_Required action_.
If a record below holds a picture, drop the picture and copy everything else exactly.

_Records supplied_.
-------------------------

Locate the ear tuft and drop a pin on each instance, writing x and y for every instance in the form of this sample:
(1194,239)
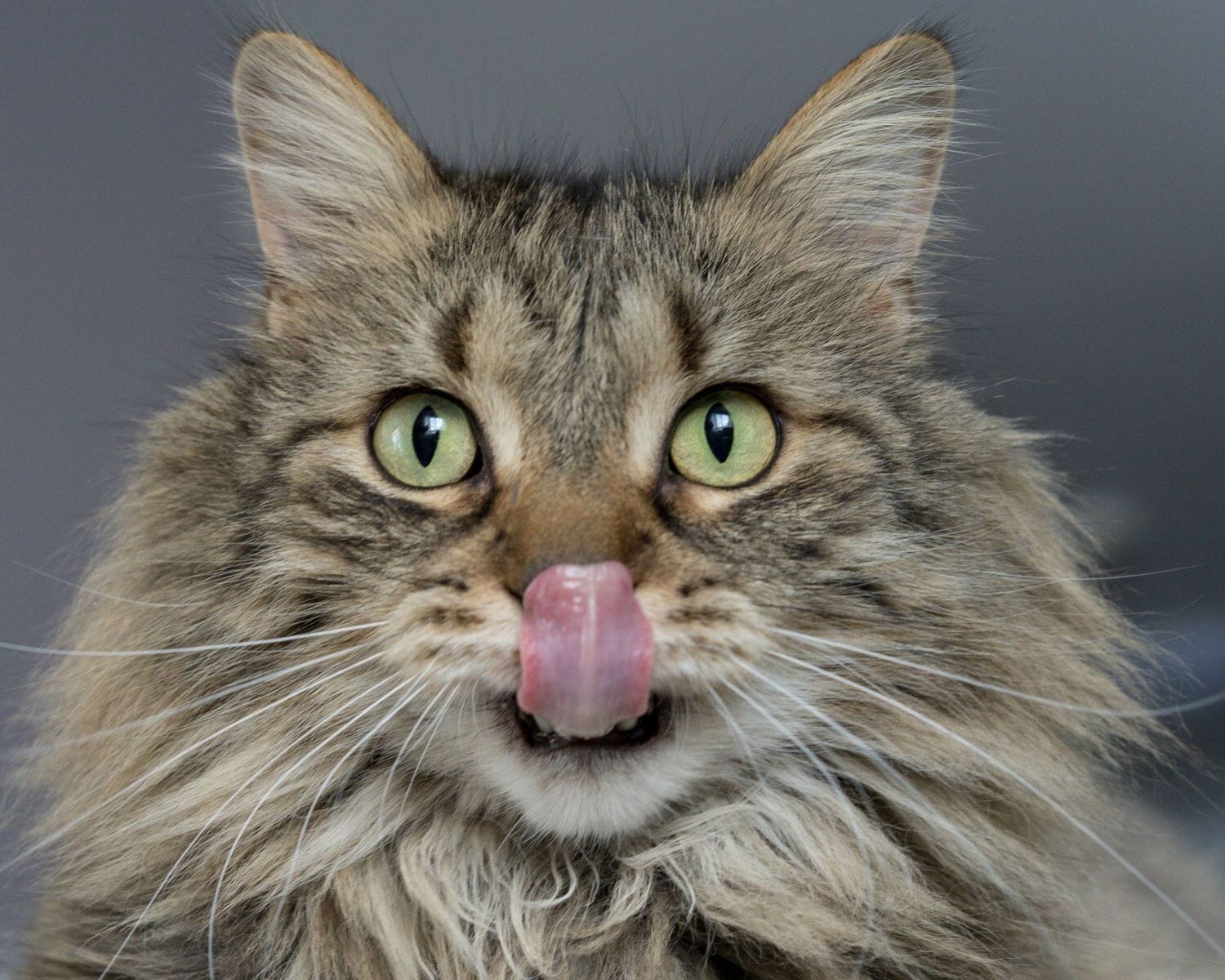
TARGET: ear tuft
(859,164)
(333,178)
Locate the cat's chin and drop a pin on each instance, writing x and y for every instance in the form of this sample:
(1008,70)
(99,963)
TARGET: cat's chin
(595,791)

-------------------------

_Output of the task_.
Locate the ear tuft and drop a pin on each instance, writing x and y for every instance in the form of this sample:
(1194,239)
TARGET: ear tuft
(859,164)
(333,178)
Locate the cat's chin and drop a pin on each instance, writing x and y for every instance in the form of this sample:
(1008,70)
(99,963)
TARGET: cat's chin
(595,791)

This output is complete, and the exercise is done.